§ **Complete the following**
A: List every detail that the archery forum passage gives about the book it recommends for self-teaching.
B: In the archery forum passage, why may a compound dealer over-spine an archer?
C: Extend the archery forum thread past its final post.

-- Start Passage provided --

Be sure to take competent advice on matching your shaft's spine and point weight to your bow's draw weight, no matter what brand or material you go with. You might not nail a perfectly exact spine down until later, but you will get good arrow flight with a closely-matched shaft. A good trad dealer that speaks "recurve" should be able to match you up, as well as a consensus of recommendations from the forum folk here. A compound dealer may not comprehend the nature of matching spine to recurve, and often will over-spine the archer because they only stock compound spines (IOW, they sell what they've got, rather than what you need).

Great book for self-teaching: Camera's "Shooting the Stickbow". Twenty dollars, 400 pages, everything covered from ground-up. 

Good luck.


----------



## Curtis S. (Mar 1, 2010)

Thanks everybody for the input. i believe i should be able to take it from here.

-- End Passage provided --
-- Start Entries shown --

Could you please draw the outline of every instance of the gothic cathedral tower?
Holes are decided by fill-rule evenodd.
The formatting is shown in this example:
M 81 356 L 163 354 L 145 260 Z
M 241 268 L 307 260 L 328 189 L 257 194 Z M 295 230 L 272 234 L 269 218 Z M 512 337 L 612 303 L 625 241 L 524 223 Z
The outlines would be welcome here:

-- End Entries shown --
-- Start Entries shown --

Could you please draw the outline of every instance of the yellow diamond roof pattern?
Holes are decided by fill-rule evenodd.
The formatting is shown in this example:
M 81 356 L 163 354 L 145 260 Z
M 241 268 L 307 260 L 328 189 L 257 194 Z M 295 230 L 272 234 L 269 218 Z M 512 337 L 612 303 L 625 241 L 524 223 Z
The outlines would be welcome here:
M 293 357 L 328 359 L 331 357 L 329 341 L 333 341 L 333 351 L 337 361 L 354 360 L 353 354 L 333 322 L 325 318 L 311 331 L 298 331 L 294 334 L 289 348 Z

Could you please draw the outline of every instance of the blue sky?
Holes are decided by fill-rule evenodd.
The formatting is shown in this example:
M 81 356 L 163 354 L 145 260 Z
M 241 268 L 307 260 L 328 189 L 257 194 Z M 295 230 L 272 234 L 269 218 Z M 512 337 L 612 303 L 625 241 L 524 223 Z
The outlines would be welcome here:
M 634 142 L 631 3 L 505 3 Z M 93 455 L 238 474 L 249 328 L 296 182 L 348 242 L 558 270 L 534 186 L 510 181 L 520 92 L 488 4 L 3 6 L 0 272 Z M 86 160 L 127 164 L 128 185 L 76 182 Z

-- End Entries shown --
-- Start Entries shown --

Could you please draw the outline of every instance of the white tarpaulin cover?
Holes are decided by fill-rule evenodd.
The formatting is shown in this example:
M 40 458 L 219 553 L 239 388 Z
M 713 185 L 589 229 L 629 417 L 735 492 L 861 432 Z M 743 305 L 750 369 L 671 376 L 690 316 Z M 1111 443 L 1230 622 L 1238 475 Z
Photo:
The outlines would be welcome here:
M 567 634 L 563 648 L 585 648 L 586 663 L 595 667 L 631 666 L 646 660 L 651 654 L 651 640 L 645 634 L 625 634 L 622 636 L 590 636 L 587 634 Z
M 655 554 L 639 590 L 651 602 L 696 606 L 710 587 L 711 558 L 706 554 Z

-- End Entries shown --

§ **Answers provided**
A:
- Title: "Shooting the Stickbow"
- Author: Camera
- Price: twenty dollars
- Length: 400 pages
- Scope: everything covered from the ground up

B: Compound dealers often over-spine archers because they stock only compound spines, so they sell what they have rather than what the archer needs.

C:
----------



## Joe Hohmann (Oct 24, 2013)

I'm trying to keep things simple. When I got my vintage 30# recurve last Oct., I brought it to a archery shop/training place and asked to be set up. They put a plastic Hoyt Hunter rest on it, and sold me 6 Beman ICS Hunter Jr. arrows (these carbon/vane arrows are for bows under 40#). This seem to be working fine for me. The arrows now have a bit over 700 launches each. I'm trying not to get into add-on gizmos. If my progress no longer continues to improve, I'll sign up for lessions.


----------



## j.conner (Nov 12, 2009)

That sounds like a good way to go, Joe. You got some good guidance at that shop, IMHO.


----------



## Curve1 (Nov 25, 2009)

I've shot off the shelf some back years ago. Both have their advantages. Like stated above, a rest offers more tunability.
For hunting, I prefer off the shelf. If I were to hunt with a rest I would make sure it's not going to fall off like some of the stick-on types have done for me. Or, if it is a stick-on rest I would add some type of glue to lessen the chance of it coming off...also, carry an extra rest with you in the field.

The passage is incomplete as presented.